-------- Provided data --------

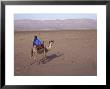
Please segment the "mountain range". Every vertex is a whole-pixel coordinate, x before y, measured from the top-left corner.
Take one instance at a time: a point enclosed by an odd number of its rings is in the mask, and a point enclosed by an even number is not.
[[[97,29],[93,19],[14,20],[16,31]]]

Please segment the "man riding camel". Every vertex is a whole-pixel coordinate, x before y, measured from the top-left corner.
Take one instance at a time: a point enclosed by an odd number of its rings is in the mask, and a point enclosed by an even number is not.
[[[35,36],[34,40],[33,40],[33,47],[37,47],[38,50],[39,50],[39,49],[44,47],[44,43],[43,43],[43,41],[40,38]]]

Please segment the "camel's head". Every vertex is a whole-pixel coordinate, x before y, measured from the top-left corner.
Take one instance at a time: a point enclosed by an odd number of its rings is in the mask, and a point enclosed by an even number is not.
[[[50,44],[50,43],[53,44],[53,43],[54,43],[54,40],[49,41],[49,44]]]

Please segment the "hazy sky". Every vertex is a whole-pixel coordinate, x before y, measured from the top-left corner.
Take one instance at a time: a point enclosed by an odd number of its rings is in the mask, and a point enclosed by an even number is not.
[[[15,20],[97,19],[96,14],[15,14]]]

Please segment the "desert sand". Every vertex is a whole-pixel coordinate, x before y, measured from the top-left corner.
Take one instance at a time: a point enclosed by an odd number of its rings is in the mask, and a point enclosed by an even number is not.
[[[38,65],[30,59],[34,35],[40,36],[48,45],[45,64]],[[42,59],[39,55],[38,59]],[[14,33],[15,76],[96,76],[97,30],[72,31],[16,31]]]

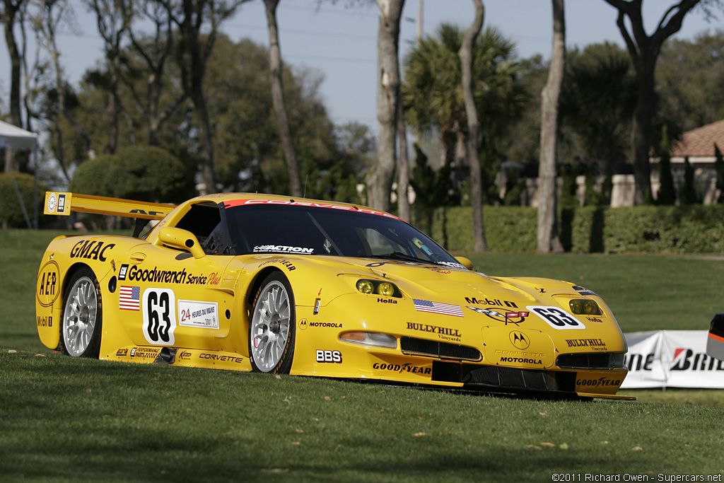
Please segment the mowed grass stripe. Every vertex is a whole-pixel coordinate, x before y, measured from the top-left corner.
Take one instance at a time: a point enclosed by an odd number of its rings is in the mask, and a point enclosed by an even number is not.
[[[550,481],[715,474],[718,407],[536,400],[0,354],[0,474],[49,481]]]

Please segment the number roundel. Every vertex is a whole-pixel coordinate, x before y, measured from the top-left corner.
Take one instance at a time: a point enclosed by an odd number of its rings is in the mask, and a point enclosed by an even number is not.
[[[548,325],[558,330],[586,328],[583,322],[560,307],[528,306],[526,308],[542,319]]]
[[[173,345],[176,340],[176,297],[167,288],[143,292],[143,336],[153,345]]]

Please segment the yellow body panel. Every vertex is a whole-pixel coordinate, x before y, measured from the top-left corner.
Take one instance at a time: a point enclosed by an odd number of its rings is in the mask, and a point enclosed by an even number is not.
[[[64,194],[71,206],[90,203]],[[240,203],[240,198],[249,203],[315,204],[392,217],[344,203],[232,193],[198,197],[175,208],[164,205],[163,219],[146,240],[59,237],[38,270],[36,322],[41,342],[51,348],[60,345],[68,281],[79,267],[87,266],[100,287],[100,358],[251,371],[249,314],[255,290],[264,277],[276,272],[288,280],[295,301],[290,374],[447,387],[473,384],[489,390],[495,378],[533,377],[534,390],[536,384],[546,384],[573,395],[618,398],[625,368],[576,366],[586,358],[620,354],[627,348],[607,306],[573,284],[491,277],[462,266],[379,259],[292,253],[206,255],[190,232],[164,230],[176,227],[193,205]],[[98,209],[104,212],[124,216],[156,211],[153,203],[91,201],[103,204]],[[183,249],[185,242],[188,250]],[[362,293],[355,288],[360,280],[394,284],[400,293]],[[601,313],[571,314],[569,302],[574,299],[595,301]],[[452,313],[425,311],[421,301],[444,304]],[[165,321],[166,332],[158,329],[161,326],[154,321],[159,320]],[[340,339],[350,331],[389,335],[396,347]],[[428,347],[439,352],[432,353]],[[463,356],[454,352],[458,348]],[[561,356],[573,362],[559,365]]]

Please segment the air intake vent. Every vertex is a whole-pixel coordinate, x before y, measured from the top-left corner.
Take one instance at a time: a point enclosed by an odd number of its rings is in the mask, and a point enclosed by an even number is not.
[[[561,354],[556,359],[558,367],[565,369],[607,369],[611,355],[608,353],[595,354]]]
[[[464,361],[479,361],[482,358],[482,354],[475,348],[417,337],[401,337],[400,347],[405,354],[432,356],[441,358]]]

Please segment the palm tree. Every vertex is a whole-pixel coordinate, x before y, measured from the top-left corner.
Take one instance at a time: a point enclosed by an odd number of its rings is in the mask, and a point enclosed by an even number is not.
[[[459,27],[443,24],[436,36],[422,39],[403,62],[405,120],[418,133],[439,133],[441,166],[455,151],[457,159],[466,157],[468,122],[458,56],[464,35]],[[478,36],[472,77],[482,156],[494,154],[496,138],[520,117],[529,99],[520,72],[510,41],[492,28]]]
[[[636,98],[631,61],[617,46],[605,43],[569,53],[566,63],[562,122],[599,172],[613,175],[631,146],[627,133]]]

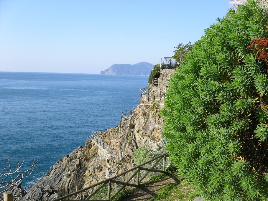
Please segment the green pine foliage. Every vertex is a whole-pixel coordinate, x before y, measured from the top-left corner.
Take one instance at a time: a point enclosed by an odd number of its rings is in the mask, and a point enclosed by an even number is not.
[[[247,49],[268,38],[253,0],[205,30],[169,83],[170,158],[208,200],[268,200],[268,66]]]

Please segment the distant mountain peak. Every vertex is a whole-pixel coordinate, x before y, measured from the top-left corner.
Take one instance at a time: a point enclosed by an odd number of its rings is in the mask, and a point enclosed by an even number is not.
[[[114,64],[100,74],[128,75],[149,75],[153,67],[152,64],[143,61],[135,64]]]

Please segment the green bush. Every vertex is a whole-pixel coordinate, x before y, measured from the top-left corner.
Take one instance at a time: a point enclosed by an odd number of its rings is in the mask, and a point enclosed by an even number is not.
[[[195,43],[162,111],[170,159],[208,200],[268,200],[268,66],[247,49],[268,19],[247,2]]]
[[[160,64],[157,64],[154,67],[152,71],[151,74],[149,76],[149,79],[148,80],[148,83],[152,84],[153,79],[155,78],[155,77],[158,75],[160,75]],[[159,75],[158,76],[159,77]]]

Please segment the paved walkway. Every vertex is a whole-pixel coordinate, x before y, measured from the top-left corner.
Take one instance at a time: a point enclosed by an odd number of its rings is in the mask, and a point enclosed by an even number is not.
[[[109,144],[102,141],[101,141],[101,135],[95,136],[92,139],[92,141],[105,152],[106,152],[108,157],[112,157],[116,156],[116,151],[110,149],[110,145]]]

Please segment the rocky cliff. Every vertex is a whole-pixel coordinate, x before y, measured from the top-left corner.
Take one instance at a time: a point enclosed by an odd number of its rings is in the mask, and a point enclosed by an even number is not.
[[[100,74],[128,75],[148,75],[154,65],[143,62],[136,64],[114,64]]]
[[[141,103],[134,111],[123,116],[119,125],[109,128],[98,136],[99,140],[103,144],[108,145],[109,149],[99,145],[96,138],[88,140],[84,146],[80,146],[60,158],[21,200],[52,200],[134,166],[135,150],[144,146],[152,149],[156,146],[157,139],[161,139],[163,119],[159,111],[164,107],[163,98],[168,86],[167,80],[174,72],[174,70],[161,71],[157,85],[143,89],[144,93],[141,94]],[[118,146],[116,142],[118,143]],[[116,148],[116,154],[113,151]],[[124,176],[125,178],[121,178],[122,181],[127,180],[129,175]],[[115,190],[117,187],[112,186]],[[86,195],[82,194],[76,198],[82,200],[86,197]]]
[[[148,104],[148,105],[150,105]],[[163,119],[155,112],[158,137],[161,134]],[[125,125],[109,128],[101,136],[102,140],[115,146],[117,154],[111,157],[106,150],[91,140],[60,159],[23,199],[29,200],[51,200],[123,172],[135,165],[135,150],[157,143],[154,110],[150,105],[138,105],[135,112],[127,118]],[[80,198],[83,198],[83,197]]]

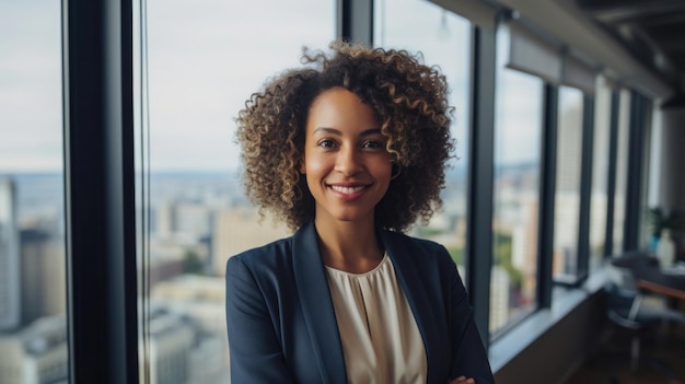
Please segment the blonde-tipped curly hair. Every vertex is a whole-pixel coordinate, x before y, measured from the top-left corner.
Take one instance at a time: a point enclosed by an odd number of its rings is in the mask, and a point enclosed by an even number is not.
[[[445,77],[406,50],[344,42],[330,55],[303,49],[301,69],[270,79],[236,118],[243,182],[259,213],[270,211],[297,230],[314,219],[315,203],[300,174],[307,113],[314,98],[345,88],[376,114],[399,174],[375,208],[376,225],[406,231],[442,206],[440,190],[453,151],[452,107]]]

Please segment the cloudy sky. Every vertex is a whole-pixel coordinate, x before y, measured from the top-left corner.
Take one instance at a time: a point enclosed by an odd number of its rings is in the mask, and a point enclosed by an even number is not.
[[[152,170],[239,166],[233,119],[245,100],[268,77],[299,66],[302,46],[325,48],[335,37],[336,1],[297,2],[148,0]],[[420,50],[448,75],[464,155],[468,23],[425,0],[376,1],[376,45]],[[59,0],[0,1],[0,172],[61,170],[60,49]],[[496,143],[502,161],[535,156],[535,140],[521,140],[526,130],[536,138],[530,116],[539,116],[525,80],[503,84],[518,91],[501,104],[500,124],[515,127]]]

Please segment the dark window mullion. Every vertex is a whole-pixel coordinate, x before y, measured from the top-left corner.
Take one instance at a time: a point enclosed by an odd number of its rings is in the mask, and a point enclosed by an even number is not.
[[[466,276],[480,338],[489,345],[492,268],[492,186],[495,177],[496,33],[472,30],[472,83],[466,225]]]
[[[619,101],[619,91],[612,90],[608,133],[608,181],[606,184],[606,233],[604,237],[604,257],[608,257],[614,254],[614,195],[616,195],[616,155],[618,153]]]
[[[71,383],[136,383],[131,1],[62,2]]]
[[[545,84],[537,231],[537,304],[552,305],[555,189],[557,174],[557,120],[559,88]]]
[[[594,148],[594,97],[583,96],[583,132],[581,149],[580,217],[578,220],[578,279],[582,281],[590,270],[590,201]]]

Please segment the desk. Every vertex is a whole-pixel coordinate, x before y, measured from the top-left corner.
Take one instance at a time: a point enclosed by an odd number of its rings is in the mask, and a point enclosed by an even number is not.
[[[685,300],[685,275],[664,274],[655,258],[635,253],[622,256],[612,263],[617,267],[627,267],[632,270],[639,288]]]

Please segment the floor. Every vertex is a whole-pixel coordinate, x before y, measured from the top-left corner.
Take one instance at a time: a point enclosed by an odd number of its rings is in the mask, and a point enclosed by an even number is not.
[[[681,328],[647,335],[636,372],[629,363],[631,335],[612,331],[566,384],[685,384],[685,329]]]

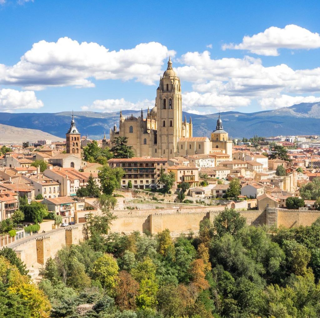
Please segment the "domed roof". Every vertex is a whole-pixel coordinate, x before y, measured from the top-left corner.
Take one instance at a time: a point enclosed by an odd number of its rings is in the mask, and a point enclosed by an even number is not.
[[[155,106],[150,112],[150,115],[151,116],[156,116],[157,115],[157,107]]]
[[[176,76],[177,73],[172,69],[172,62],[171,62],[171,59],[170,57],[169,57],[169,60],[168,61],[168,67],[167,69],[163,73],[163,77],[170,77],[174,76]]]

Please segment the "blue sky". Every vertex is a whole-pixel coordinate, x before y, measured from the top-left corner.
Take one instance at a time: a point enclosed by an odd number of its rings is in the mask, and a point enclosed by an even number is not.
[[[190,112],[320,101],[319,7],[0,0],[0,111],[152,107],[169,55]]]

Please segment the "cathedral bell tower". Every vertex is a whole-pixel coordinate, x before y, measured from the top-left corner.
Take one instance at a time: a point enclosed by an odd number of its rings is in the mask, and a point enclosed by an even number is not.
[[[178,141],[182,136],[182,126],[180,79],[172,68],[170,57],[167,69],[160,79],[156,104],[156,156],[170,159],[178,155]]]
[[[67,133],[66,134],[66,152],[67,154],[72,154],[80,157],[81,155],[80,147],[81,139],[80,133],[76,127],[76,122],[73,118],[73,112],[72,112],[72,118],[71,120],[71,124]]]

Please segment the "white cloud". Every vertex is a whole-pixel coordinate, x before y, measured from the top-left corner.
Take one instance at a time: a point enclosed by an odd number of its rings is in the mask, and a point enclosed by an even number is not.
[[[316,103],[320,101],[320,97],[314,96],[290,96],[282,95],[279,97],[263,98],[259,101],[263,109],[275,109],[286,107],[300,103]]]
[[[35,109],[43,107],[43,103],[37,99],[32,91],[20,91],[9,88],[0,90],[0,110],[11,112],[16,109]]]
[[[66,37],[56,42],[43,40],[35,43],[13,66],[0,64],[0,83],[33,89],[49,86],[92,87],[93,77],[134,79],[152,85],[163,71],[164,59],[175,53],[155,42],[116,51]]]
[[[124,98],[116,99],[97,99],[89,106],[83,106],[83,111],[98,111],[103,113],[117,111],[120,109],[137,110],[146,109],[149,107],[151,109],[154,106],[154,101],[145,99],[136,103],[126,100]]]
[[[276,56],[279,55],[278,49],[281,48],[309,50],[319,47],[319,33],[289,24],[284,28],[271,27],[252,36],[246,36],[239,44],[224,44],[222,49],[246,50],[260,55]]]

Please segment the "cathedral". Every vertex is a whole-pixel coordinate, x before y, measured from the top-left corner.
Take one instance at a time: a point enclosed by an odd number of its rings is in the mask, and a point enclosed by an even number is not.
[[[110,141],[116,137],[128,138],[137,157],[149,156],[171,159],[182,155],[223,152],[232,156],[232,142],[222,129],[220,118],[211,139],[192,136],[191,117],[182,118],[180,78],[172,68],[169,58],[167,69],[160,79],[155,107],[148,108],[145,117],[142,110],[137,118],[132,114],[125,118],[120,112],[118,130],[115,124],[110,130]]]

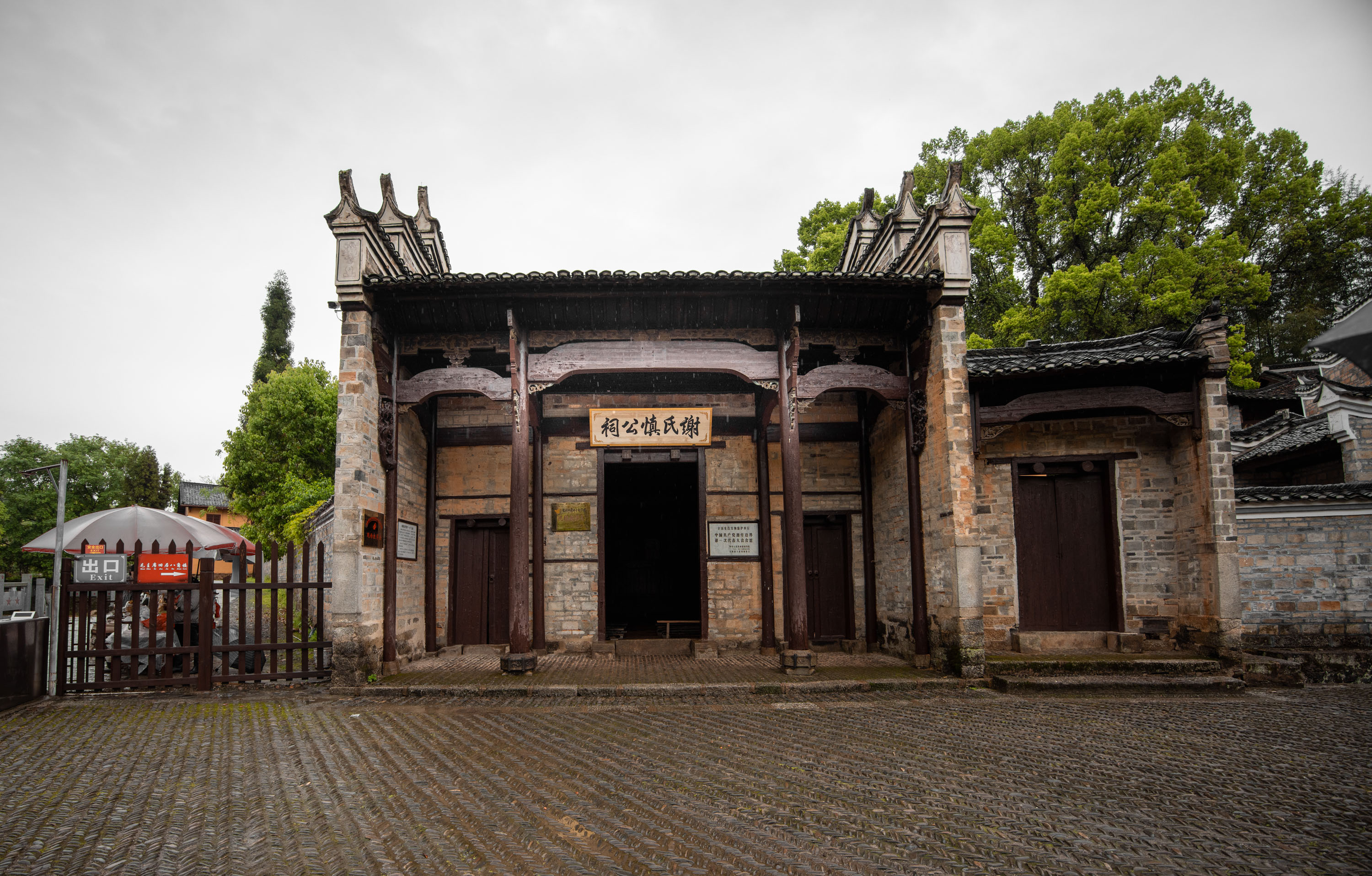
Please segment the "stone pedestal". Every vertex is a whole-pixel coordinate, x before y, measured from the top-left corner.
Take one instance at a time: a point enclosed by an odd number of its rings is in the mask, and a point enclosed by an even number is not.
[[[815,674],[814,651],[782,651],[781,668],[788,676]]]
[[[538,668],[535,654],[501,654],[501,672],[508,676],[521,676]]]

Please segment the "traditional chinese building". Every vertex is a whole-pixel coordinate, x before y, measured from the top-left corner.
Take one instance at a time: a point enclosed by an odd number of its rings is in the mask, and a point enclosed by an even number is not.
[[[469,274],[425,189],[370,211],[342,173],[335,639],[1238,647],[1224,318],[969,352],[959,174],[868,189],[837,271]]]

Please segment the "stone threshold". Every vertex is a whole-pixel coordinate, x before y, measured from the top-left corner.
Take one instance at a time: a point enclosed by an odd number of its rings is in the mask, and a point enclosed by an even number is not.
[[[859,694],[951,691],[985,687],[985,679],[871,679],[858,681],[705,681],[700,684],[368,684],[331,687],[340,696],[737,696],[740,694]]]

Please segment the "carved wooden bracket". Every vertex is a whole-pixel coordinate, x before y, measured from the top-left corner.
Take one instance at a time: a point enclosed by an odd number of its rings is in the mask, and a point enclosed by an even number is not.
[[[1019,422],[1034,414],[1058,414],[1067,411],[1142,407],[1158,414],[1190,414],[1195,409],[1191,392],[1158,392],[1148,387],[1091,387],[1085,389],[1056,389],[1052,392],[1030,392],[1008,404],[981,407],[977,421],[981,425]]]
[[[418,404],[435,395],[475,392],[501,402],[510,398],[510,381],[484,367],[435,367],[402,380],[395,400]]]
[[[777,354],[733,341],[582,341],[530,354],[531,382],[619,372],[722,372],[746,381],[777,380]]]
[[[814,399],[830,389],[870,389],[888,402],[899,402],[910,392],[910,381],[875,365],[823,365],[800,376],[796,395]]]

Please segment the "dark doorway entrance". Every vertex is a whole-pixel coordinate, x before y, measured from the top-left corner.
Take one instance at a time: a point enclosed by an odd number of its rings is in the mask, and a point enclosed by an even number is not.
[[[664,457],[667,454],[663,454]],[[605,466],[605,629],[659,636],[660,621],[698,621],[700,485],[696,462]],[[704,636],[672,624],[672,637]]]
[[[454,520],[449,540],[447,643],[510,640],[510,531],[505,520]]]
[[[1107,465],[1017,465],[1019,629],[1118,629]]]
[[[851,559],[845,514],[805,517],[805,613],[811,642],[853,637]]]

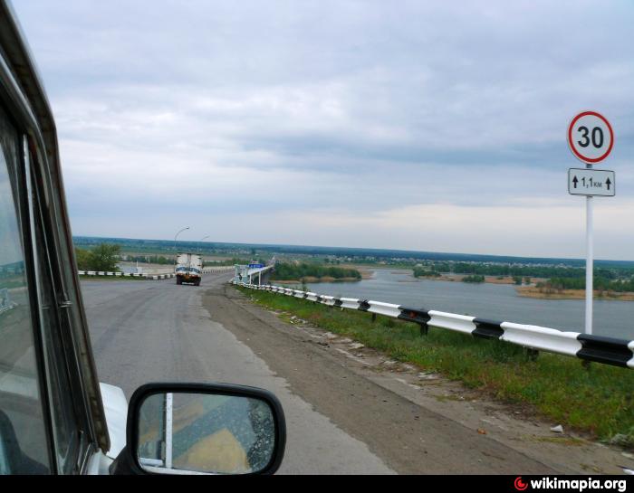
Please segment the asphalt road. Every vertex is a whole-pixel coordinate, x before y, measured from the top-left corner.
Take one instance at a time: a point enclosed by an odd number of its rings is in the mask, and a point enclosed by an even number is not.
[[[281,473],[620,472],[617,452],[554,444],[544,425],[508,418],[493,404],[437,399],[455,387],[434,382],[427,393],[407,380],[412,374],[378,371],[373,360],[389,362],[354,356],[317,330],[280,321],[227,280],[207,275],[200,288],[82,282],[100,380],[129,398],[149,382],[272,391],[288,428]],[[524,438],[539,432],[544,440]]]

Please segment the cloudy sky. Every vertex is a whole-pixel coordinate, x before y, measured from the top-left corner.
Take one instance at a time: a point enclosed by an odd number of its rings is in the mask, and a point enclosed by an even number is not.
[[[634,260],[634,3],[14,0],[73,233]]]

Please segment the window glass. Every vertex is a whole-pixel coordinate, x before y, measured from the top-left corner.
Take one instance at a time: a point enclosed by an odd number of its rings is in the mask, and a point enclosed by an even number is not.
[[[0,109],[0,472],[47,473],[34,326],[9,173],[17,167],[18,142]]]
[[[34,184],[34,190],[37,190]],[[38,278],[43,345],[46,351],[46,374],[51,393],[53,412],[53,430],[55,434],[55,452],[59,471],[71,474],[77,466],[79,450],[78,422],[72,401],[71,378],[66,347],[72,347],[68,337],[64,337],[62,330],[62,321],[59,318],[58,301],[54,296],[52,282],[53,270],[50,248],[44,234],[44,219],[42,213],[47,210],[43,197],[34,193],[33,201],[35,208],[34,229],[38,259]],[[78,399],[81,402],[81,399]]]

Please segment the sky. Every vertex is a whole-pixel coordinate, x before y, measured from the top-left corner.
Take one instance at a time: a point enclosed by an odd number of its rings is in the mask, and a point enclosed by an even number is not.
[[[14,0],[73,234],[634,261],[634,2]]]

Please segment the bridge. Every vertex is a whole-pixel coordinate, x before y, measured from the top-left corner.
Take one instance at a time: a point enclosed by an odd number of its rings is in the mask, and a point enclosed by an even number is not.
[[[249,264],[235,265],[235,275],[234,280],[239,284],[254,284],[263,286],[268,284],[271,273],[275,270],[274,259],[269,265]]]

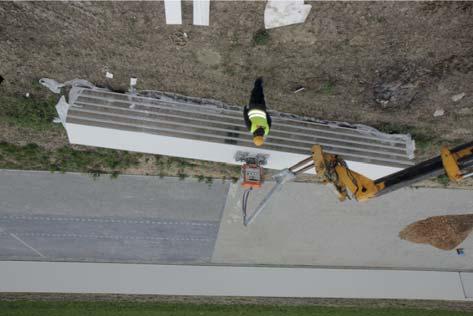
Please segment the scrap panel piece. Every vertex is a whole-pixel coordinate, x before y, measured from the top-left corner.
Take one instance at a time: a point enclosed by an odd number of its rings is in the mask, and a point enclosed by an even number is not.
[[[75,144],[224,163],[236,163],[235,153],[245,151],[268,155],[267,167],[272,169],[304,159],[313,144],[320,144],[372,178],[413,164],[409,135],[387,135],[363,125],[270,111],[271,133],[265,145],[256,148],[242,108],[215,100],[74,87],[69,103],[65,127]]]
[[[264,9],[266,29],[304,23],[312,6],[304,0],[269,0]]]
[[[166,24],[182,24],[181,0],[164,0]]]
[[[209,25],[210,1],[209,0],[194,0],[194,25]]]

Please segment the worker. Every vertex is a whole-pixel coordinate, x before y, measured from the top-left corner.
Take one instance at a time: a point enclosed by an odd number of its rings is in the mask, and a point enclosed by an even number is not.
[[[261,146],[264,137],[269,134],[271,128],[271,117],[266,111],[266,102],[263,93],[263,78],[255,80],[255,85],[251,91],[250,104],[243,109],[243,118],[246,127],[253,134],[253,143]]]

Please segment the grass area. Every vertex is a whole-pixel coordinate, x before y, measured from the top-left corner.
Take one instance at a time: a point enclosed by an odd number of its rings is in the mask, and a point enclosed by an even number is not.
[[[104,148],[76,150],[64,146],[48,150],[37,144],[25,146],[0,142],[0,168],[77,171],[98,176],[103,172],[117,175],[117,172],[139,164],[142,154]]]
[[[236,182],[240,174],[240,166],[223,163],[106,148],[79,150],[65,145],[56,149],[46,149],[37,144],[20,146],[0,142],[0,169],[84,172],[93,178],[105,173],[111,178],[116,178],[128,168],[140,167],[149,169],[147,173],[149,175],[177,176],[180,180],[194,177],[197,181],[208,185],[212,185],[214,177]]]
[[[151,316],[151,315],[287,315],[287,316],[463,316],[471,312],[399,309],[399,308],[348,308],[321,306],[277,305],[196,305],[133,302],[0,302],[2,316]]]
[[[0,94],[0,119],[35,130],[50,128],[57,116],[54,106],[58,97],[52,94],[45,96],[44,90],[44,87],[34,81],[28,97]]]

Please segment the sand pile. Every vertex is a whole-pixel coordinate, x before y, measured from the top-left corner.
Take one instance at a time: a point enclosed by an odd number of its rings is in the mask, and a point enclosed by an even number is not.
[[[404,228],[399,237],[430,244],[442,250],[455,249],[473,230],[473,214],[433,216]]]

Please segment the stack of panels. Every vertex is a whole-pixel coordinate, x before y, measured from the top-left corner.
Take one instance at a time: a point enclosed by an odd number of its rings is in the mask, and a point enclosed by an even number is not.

--------

Copy the items word for word, from the line containing "Please segment the stack" through the end of the items, including both of those lines.

Please segment the stack of panels. Every vertex is a whole-pixel coordinate, x before y, measured from the top-left corner.
Take one instance at a time: a point enclosed by an odd number of its rings is in the mask, and a point enclosed by an even number is not.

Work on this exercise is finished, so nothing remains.